(Supplied data begins)

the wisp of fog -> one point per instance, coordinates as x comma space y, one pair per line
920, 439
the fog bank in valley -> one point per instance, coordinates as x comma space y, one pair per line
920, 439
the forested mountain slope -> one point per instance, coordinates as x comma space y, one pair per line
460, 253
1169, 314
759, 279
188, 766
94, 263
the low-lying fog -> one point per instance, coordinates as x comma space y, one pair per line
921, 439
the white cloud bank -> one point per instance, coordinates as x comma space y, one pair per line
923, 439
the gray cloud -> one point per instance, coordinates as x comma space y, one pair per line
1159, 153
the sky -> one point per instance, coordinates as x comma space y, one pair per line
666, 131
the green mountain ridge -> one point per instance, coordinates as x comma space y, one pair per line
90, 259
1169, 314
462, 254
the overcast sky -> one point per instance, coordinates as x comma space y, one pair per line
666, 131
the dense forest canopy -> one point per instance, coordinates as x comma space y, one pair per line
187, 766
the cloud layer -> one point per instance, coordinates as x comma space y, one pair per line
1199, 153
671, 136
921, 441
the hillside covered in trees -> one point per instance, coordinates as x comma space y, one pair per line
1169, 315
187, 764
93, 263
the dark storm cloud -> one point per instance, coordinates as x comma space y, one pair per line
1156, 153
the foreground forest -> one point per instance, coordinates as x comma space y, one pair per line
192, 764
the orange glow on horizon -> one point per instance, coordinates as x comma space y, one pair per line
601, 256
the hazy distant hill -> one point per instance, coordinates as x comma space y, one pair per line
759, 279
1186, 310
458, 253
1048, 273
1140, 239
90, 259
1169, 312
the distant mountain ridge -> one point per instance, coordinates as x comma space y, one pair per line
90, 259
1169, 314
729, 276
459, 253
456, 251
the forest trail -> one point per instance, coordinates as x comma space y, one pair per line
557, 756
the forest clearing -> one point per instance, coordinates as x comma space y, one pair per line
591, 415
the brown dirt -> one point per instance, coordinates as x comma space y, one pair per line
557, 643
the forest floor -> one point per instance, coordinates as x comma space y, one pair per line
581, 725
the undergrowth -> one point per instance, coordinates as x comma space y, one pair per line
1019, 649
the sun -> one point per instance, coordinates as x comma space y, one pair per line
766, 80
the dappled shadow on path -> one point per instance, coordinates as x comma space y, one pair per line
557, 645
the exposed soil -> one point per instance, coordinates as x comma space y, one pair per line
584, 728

(Supplied data ends)

Word for word, restate the lines above.

Exercise result →
the wisp of fog -> one point per instance, coordinates as x comma space y, one pair per line
920, 439
the fog bank in valley -> one point per instance, coordinates as x comma space y, one pair per line
920, 439
the forested mountain slope -> one point per instance, coordinates as x comma space y, one pair per line
460, 253
1169, 314
759, 279
188, 766
94, 263
the low-lying fog -> one point per instance, coordinates as x comma space y, one pair per line
921, 439
the white cloud bank -> one point per instance, coordinates as x comma space y, one pair per line
923, 439
the gray cloud -> one point per instance, coordinates as x comma space y, one pair per line
1159, 153
the sky -> one point per instance, coordinates as x comma space y, one pair per line
666, 131
the green mountain ridge -> one point per instance, coordinates as x comma space y, one pair per line
90, 259
1169, 314
462, 254
the overcast sky -> one point per instance, coordinates as x comma space y, one pair per line
666, 131
the dense forest canopy -> one point per instance, coordinates as x comma space y, one pair per line
187, 766
the cloud layer -> one point per instance, coordinates as x comma space y, one pair per line
1199, 153
671, 136
921, 441
the hillside covered in trees -> one point per instance, coordinates as x comma space y, one pair per line
1169, 315
187, 764
93, 263
the dark storm cloud -> one point per instance, coordinates as x comma space y, one pair per line
1156, 153
the foreground forest -> one point per instance, coordinates as x comma space y, one pair per line
192, 764
the orange glow on horizon -> one point per instance, coordinates as x comma space y, one pair per line
601, 256
the hazy distant hill -> one point per instance, coordinates as x comma space y, one pair per line
759, 279
1186, 310
458, 253
1048, 273
1140, 239
90, 259
1169, 312
the distant mountain ridge -> one point per instance, coordinates as x comma space y, one pair per line
90, 259
1169, 314
729, 276
459, 253
456, 251
the forest trail -> one point per instance, coordinates as x comma space y, one pair per line
557, 756
the forest clearing -> one point per instance, coordinates as x comma space y, one pair per line
591, 415
the brown dirt -> one point per instance, coordinates as x comma space y, one pair per line
557, 643
the forest floor -> one point per instance, coordinates as x comma space y, one pair per line
581, 725
the undergrowth -> one point per instance, coordinates as x comma space y, one pair per line
1019, 649
the sun -> one point per instance, coordinates as x comma space y, one pair per line
766, 80
the dappled shadow on path -> one point per instance, coordinates as x comma space y, one pair per line
557, 645
the exposed soil -> one point per instance, coordinates as x comma space y, one pair per line
584, 728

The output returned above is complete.